## Exercise goal
Could the whole of the data below be written out verbatim?

## Material for this task
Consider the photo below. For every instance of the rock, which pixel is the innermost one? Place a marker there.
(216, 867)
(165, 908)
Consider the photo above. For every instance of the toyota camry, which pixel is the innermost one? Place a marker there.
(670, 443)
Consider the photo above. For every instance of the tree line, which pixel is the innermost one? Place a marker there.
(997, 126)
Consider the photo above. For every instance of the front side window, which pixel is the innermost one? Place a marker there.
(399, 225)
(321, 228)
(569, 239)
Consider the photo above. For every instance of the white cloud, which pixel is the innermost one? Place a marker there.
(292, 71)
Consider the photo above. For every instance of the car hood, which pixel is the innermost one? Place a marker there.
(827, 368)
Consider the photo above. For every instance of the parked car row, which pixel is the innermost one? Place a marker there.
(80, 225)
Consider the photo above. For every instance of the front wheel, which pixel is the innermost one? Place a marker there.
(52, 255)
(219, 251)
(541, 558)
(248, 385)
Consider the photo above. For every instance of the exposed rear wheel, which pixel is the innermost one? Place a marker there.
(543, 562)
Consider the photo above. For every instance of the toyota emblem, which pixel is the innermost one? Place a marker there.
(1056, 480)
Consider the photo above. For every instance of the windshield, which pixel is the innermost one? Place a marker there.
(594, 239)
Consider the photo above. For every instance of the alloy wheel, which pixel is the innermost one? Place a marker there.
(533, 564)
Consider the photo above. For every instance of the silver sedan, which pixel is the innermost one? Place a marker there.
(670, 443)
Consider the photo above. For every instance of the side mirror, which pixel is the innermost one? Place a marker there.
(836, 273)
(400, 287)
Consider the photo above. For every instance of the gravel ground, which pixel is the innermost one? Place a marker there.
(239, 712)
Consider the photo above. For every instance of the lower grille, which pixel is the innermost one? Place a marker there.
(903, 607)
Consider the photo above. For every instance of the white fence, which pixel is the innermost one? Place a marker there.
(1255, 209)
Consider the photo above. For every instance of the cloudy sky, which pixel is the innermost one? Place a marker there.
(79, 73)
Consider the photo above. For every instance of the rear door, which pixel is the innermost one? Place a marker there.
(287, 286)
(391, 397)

## Answer box
Consider the photo below. For every instance of the rock, which pixel is the innermost one? Place a marker there.
(216, 867)
(165, 908)
Consider the photo above. For every instance of the toyota camry, which pixel is the innermost one? Place a marker there.
(670, 443)
Consider the photo above. For every instance of the tree line, which pixel is the innermost one? Place a marker there.
(997, 126)
Consider the photo above. For every instance of the front side window, which pixel is the innermost one? Place a marker there.
(399, 225)
(321, 228)
(569, 239)
Consider the photo above. For every instance of the white cloud, which pixel is the innermost one? Place a marker there.
(292, 71)
Consider the photo above. For every instance of the car hood, which pixel is the innermost one? Place a marker there.
(827, 368)
Consider the photo above. For every instance of the parked car row, which pixel is the innermost one? Place a marker there.
(80, 225)
Consider the photo above. For every instance of the front wheel, which pixel is the innermost one? Place a marker there.
(52, 255)
(219, 251)
(541, 558)
(248, 385)
Consider the photo above. For every instance of the exposed rear wheel, which pixel is the innermost one? Place a marker there.
(543, 562)
Consider the photo above. For every instance of the toyota emblem, which pixel is the innermost one? Place a marker there.
(1056, 480)
Consider the photo above. For every instance of the windshield, which pixel is the innermost one? Place a marker there.
(594, 239)
Consider the photo above. For every instance of the alloy wheel, which pixel is the innermost one? Place a marker there.
(533, 564)
Consider the photo above. For every instance of the silver sedan, which pixel is the innermost one? Place a marker there.
(670, 443)
Consider the photo above. For every instance of the side mirror, which pixel is the innermost one? Place a marker there.
(836, 273)
(400, 287)
Consider the photo above. For every instance of the gravel ground, which pixel is the innermost one? Place a marker there.
(239, 712)
Consider the photo above. For every instance of the lower grille, which pixel is the innermost one? Place a marker there.
(903, 607)
Consider the photo above. For every instance of the white fence, which pixel is the innermost one? Place a marker there.
(1255, 209)
Consider the photo above. For every instance of the cloudy sky, which pixel is the innermost one? Place a marker there.
(79, 73)
Consider the photo above. For every instance of the rear door, which pixel is the innermost one? Place a marker there.
(287, 286)
(391, 397)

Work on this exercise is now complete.